▶ Given problem
Please list every line of the data below that contains the word "green", copying each line in full. Case counts.

▶ Material provided

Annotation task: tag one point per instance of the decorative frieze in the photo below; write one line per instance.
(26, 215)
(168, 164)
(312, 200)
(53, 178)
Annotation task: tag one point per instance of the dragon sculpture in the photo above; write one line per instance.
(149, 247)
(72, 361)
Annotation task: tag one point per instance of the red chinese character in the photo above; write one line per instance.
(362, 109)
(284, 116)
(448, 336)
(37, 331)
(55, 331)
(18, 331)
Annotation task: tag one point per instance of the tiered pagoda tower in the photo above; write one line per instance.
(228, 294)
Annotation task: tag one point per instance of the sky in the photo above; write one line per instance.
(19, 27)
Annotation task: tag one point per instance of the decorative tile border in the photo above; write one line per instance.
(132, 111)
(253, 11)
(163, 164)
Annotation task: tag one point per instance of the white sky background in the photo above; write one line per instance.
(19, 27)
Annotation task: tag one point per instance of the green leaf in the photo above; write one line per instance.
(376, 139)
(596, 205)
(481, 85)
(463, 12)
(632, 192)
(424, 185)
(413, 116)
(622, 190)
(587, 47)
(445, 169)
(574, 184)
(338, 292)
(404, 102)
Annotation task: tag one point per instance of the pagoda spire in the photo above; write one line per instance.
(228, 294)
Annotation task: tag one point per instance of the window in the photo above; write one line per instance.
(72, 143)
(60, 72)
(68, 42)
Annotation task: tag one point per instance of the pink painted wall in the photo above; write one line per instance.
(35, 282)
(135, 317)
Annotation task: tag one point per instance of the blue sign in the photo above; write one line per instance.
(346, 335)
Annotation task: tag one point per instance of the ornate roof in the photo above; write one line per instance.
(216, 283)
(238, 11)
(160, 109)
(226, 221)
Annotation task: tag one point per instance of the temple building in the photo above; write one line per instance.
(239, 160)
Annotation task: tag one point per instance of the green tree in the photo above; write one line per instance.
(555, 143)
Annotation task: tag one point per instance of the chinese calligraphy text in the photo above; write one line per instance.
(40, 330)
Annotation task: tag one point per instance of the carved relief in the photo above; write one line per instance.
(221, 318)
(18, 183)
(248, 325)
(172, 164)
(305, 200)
* * *
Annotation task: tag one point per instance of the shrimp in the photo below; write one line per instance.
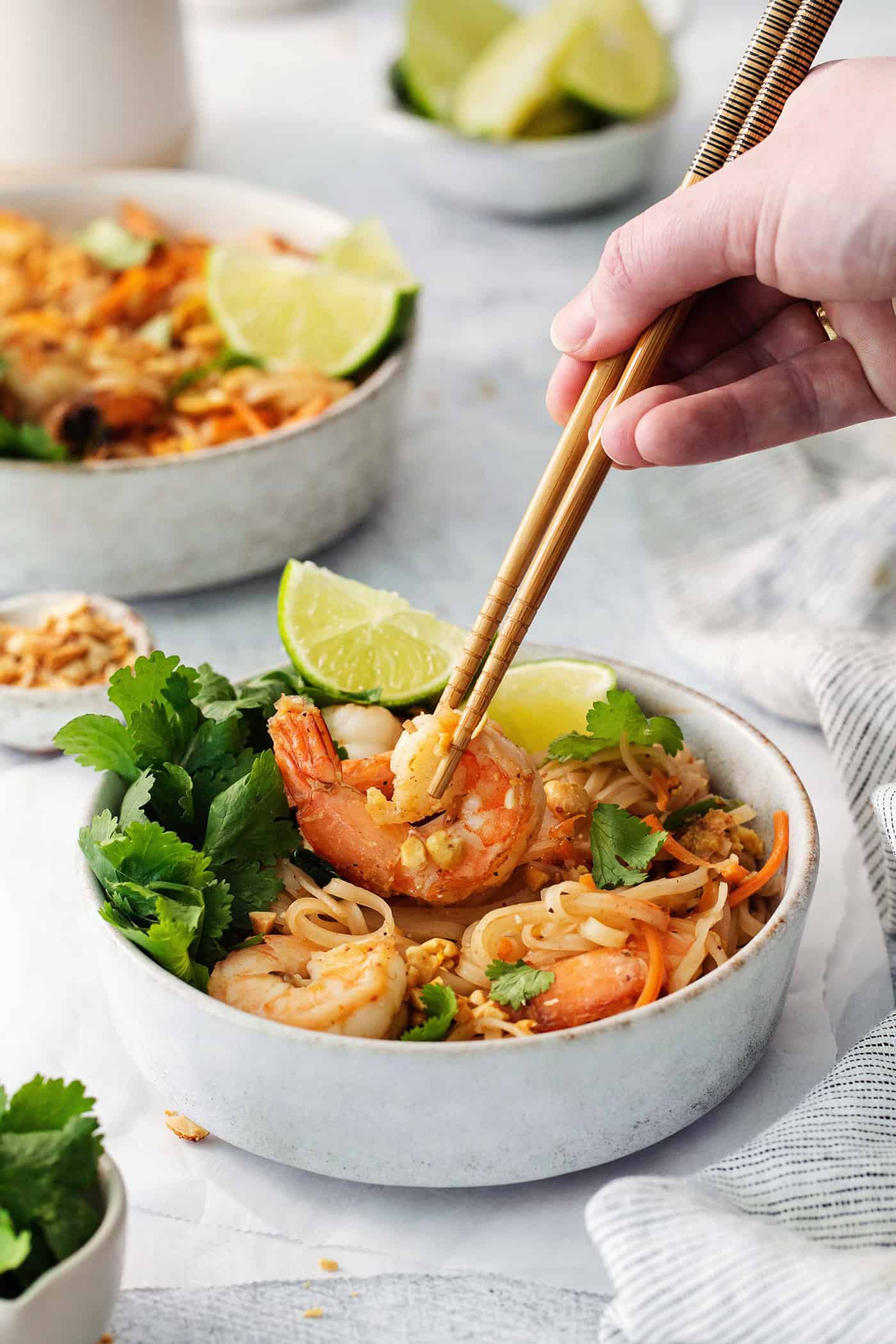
--
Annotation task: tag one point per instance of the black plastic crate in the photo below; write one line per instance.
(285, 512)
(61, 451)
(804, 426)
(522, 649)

▶ Written answer
Annotation task: tag one point per instance of the green leaf in the photo above; write one line per instance.
Annotation task: tag one point per instance of the green tree in the photo above; write one line per instance.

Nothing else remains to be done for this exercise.